A relevância da ONU na sociedade internacional

A relevância da ONU na sociedade internacional

Reflete sobre o papel desempenhado pela Organização das Nações Unidas na sociedade internacional contemporânea e de outrora, analisando seus acertos e erros.

A ORGANIZAÇÃO

A Organização das Nações Unidas (ONU) se vê, nos dias atuais, cercada de dúvidas e questionamentos acerca de seu papel e de sua efetiva relevância na sociedade internacional contemporânea.

Questionamentos são naturais, inerentes ao serviço de qualquer organismo e, até mesmo, necessários para o aprimoramento e desenvolvimento dos serviços, ações e trabalhos prestados por eles. No entanto, paira a dúvida quanto à real relevância e necessidade de mantença de um organismo de porte global que não vem obtendo êxito em suas empreitadas, como proclamado por estudiosos do assunto.

Para melhor andamento do início do estudo, deve-se observar o propósito da ONU. Em sua Carta constitutiva, os propósitos da organização são dispostos no artigo 1º. São eles:

Manter a paz e a segurança internacionais [...]; Desenvolver relações amistosas entre as nações [...] e tomar outras medidas apropriadas ao fortalecimento da paz universal [...]; Conseguir uma cooperação internacional para resolver os problemas internacionais de caráter econômico, social, cultural ou humanitário [...]; Promover e estimular o respeito aos direitos humanos e às liberdades fundamentais para todos, sem distinção de raça, sexo, língua ou religião [...]; e ser um centro destinado a harmonizar a ação das nações (CARTA DAS NAÇÕES UNIDAS, 1945).

Firmada à época do fim dos confrontos bélicos da Segunda Guerra Mundial, a referida Carta mostrou-se preocupada com a situação que se encontrava em vigor e, refletindo pensamento corriqueiro de seu tempo, propôs-se a manter, ou, ao menos, empreender esforços para manter, a paz e a segurança nacional. Resolução de problemas de caráter econômico, social, cultural ou humanitário, respeito a direitos humanos e liberdades fundamentais são desdobramentos naturais advindos da paz internacional atingida.

Obviamente, não se atingiu a paz nem a segurança internacional no curto prazo. Entretanto, a ONU possibilitou ao mundo uma “trégua” nos conflitos. Mais adiante, atuou de forma intensa mediando as tensas relações da sociedade internacional bilateral estabelecida na Guerra Fria. Atuou e ainda atua de forma mais ativa, nos Estados subdesenvolvidos e em desenvolvimento elaborando programas educacionais, sanitários, e de outras áreas consideradas básicas e impensáveis a Estados já desenvolvidos.
▬▬▬▬▬▬
### TAREFAS PROPOSTAS
1. Reescreva de forma mais concisa o parágrafo do texto sobre a ONU que começa com “Obviamente, não se atingiu”, preservando seus fatos principais.
2. Transcreva do texto sobre a ONU o trecho que vai de “Manter a paz” até “NAÇÕES UNIDAS, 1945).”, inclusive.
O material não tem relação com o texto sobre a ONU.

### DADOS FORNECIDOS
▬▬▬▬▬▬
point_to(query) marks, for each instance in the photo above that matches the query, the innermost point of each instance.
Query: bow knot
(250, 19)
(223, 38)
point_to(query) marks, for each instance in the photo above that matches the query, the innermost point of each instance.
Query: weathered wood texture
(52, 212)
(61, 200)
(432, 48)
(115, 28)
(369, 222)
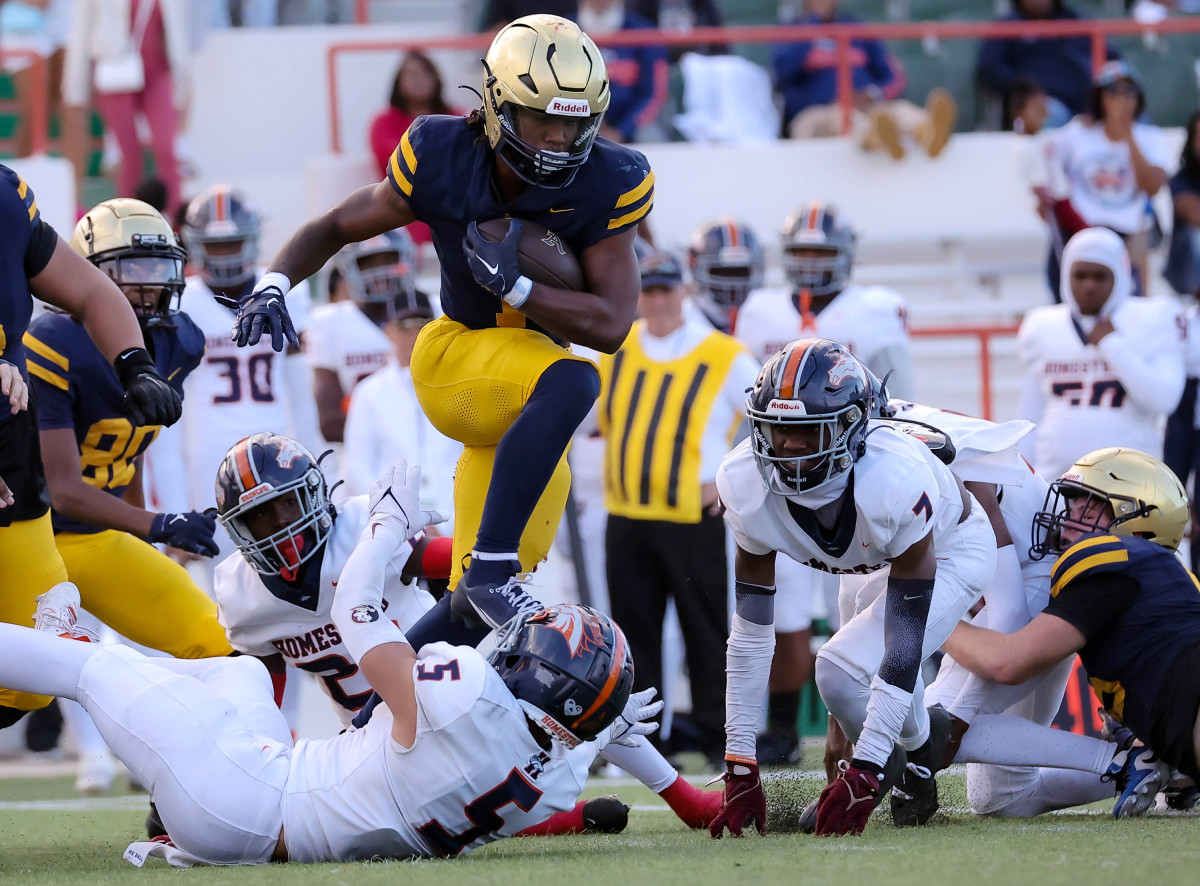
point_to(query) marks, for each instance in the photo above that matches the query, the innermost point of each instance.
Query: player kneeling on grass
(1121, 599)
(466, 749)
▬▬▬▬▬▬
### RESPOSTAS
1. A paz e a segurança internacionais não foram alcançadas no curto prazo, mas a ONU proporcionou ao mundo uma “trégua” nos conflitos. Depois, mediou intensamente as tensas relações da sociedade internacional bilateral da Guerra Fria. Também atuou, e ainda atua, de forma mais ativa nos Estados subdesenvolvidos e em desenvolvimento, com programas educacionais, sanitários e de outras áreas básicas.

2.
Manter a paz e a segurança internacionais [...]; Desenvolver relações amistosas entre as nações [...] e tomar outras medidas apropriadas ao fortalecimento da paz universal [...]; Conseguir uma cooperação internacional para resolver os problemas internacionais de caráter econômico, social, cultural ou humanitário [...]; Promover e estimular o respeito aos direitos humanos e às liberdades fundamentais para todos, sem distinção de raça, sexo, língua ou religião [...]; e ser um centro destinado a harmonizar a ação das nações (CARTA DAS NAÇÕES UNIDAS, 1945).